» Stated problem:
Extract each line of the items below that contains the string "panel". Treat uppercase and lowercase letters as distinct.

» Information supplied:
▶

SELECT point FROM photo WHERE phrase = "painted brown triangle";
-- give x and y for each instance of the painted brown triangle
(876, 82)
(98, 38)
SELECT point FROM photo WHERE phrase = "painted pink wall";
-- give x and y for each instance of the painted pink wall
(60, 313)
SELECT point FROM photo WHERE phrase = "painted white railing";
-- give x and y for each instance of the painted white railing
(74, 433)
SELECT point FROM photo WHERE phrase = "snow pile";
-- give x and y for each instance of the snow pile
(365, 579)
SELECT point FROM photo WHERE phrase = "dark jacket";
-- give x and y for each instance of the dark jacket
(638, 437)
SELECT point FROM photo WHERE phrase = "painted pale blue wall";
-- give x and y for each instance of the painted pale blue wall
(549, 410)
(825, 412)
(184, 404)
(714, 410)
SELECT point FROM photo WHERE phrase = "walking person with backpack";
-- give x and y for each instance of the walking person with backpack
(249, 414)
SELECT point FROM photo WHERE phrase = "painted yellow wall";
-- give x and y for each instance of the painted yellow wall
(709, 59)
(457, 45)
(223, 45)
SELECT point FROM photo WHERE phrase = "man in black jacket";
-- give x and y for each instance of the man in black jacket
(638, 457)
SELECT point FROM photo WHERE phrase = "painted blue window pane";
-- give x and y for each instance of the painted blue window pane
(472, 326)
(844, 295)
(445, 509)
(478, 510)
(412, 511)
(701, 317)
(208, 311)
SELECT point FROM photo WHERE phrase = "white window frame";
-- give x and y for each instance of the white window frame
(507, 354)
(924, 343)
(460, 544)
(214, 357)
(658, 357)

◀
▶

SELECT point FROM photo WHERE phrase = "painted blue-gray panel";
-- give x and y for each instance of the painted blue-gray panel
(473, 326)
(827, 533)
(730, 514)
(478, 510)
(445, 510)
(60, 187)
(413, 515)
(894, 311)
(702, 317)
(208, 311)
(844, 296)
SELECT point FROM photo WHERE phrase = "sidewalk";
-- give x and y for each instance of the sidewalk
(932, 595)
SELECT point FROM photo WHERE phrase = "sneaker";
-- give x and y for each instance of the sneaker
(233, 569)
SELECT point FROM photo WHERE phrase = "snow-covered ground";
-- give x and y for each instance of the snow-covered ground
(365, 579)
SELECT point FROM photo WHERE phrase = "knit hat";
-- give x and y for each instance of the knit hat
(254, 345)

◀

» Exercise output:
SELECT point FROM photo WHERE phrase = "painted blue-gray panel";
-- give x and y for each instance of the painted blue-gray panel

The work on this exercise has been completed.